— ABOUT THIS TASK —
Below is a listing; restate from it, character for character, the lines beginning at the line holding "27, row 184." and ending at the line holding "158, row 156.", both included.

☆ ☆ ☆ ☆

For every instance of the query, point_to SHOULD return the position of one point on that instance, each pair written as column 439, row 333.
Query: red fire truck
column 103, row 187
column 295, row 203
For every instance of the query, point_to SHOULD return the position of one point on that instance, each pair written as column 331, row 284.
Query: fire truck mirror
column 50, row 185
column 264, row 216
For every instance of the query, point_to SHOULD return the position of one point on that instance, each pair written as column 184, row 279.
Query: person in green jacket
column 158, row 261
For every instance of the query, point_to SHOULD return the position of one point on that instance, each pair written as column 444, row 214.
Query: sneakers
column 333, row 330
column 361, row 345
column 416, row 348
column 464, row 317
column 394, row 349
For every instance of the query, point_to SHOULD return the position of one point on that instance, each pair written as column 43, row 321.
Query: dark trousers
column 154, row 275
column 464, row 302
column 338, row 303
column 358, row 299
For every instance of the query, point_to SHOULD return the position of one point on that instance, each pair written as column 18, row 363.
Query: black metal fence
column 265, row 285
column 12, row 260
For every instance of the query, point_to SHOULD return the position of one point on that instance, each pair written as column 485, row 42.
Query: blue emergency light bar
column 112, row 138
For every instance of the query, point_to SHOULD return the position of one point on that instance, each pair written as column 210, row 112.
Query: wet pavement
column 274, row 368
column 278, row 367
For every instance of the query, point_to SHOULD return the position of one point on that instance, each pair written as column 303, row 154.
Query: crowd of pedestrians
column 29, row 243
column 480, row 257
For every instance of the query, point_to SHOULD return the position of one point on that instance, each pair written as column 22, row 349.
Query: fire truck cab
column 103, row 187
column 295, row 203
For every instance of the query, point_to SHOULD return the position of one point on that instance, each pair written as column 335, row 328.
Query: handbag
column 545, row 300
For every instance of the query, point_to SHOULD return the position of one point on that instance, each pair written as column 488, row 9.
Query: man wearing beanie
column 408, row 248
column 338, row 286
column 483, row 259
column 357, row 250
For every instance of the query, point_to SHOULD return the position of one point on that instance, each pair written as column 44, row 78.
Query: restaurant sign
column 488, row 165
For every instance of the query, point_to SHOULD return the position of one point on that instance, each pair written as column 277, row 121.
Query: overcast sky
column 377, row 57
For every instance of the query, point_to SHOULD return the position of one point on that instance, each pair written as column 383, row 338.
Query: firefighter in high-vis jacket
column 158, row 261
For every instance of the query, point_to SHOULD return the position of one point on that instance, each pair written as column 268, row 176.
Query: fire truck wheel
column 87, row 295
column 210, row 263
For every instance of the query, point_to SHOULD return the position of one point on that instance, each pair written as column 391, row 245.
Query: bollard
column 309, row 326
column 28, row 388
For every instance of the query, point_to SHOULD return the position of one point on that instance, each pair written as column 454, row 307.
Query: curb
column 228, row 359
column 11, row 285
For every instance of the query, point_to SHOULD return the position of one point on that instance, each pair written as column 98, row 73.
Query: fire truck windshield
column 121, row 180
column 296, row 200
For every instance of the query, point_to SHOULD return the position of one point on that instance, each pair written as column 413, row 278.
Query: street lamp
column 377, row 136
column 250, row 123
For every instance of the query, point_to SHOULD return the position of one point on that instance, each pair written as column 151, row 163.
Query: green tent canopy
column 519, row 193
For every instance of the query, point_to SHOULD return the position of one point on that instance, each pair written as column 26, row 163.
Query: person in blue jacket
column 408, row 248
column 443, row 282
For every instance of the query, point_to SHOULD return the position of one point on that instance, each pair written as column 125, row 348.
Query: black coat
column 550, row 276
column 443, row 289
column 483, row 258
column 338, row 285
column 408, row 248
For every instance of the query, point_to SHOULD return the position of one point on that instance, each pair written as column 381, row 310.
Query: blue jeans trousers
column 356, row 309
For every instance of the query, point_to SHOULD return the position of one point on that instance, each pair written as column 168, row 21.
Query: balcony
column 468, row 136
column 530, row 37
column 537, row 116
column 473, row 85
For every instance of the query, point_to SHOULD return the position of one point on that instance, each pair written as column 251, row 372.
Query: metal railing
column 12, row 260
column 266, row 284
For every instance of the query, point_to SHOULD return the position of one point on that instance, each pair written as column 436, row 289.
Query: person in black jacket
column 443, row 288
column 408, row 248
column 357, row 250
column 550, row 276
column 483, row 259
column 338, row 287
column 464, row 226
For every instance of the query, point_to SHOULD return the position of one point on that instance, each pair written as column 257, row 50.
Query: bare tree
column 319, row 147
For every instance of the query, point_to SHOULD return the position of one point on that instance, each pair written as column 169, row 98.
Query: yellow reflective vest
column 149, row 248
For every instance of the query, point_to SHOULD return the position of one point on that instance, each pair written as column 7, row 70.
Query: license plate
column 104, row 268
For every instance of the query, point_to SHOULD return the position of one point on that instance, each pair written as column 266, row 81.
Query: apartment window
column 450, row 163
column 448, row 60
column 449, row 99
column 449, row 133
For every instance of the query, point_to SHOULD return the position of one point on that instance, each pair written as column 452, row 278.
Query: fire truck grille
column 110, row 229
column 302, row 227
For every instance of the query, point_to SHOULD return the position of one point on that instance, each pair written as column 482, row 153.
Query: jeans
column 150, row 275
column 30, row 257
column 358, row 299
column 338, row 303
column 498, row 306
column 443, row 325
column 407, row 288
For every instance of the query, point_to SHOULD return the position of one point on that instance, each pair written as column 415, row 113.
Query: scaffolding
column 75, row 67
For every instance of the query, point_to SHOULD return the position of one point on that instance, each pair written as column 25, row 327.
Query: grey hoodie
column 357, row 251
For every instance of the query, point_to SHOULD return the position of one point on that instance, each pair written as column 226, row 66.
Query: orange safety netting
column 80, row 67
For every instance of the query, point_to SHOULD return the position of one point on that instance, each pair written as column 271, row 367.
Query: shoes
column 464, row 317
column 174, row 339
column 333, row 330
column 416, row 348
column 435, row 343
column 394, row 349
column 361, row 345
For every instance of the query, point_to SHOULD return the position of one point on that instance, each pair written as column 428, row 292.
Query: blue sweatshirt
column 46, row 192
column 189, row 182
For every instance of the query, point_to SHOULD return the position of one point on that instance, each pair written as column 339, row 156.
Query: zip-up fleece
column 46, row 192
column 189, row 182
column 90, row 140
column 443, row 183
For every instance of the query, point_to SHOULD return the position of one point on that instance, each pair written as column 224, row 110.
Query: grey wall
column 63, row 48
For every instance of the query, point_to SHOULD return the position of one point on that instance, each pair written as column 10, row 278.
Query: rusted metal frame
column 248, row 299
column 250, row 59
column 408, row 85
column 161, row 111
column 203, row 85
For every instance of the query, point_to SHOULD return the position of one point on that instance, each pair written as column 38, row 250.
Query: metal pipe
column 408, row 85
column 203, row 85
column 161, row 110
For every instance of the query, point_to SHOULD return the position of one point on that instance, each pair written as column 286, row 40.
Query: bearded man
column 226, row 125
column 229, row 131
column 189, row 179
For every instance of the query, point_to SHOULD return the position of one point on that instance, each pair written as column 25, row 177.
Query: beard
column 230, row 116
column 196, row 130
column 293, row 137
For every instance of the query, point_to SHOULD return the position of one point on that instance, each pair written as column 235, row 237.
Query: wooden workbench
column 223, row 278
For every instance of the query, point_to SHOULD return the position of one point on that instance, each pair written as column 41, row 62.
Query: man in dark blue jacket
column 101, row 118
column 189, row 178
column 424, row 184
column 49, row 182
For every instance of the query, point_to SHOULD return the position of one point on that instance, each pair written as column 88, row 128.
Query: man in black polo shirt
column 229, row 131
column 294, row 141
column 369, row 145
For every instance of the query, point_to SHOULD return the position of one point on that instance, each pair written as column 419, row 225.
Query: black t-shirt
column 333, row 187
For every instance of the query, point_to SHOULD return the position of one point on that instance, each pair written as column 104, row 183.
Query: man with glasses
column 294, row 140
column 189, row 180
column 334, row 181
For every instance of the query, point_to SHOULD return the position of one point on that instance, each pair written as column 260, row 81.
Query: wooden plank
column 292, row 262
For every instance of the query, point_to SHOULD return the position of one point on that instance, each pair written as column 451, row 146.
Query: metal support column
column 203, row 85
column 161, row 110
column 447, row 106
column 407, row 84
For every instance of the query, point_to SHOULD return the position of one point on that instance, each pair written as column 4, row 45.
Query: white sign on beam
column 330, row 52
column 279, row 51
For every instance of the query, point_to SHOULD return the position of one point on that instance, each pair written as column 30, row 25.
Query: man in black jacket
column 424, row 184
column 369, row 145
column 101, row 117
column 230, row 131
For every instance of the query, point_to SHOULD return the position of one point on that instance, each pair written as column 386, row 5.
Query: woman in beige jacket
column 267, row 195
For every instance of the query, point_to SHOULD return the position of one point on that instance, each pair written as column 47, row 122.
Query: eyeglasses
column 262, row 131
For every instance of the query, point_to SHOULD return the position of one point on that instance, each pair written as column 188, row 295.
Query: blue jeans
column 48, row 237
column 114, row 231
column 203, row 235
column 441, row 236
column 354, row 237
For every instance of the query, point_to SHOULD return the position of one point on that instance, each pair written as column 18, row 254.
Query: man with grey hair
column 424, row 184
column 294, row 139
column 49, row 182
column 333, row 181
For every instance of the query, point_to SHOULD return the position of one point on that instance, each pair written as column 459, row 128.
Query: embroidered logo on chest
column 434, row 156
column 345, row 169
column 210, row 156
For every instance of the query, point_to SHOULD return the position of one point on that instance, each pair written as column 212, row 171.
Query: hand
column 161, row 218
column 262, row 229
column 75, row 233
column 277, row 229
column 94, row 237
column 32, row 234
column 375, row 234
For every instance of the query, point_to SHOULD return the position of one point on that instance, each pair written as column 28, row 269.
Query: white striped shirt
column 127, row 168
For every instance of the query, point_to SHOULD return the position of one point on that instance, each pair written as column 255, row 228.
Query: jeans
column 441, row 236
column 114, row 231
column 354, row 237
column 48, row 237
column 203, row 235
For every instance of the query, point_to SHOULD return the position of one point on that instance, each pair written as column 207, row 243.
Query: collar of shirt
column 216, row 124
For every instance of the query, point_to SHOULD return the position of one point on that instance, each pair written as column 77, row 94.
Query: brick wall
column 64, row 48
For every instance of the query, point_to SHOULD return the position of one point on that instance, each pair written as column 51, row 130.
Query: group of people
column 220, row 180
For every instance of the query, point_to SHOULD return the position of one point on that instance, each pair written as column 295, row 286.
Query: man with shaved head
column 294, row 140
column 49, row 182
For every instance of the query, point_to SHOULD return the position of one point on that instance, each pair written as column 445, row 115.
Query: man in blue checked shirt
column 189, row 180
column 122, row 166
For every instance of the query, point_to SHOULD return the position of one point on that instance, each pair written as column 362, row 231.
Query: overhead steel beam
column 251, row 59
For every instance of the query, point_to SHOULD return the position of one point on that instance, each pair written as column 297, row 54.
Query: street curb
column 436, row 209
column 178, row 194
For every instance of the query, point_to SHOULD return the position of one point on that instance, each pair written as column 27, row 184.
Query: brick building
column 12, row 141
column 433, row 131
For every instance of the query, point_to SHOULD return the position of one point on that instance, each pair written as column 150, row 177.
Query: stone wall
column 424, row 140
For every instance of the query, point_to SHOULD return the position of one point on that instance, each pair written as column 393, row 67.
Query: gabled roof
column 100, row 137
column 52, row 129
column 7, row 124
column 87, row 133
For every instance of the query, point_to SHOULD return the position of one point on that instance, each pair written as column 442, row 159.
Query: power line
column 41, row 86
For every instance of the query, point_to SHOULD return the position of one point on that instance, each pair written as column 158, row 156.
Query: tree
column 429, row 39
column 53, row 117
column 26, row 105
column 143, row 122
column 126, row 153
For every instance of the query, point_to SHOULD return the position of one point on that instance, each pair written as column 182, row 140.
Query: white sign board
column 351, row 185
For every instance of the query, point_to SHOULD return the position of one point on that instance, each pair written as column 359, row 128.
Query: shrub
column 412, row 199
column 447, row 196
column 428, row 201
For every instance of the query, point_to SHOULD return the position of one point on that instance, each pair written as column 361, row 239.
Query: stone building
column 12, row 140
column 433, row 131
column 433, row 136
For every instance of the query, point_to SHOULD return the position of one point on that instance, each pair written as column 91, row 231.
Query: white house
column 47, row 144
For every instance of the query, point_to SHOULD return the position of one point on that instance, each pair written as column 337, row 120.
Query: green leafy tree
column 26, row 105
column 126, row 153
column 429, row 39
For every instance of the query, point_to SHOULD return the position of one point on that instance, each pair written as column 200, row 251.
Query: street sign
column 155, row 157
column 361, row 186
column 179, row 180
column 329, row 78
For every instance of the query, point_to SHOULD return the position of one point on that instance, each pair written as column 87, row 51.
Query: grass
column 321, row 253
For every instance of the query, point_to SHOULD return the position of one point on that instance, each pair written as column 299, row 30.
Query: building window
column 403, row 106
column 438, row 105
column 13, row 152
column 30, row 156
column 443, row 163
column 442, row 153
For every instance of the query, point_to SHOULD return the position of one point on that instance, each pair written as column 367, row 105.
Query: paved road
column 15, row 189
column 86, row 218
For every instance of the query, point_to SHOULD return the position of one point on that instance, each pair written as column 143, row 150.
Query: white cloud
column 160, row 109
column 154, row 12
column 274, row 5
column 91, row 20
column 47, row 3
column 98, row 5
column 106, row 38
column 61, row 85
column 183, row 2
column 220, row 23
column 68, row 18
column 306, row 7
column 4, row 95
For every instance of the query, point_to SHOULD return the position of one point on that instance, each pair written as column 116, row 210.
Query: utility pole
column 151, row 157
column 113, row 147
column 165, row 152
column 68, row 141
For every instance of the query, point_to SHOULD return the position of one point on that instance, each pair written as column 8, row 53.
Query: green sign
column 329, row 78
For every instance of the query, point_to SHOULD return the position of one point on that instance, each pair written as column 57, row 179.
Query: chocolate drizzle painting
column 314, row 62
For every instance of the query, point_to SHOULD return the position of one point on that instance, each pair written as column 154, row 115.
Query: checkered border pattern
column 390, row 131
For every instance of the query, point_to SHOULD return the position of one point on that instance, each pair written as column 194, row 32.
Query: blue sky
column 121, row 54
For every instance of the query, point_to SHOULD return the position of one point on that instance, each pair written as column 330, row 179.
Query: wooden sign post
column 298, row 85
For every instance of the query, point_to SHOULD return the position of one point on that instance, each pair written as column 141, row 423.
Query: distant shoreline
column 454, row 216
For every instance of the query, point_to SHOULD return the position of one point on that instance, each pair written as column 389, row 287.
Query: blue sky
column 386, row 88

☆ ☆ ☆ ☆

— SOLUTION FOR THIS PROBLEM —
For every instance of the query, point_to SHOULD return the position of one point on that instance, each pair written as column 27, row 184.
Query: brick building
column 12, row 141
column 433, row 131
For every instance of the query, point_to SHOULD return the position of one point on that instance, each pair written as column 150, row 177.
Query: stone wall
column 424, row 140
For every instance of the query, point_to SHOULD return the position of one point on that instance, each pair written as column 393, row 67.
Query: gabled roof
column 100, row 137
column 52, row 129
column 7, row 124
column 87, row 133
For every instance of the query, point_to SHOULD return the position of one point on that instance, each pair written as column 442, row 159.
Query: power line
column 41, row 86
For every instance of the query, point_to SHOULD return the position of one point on that instance, each pair written as column 158, row 156.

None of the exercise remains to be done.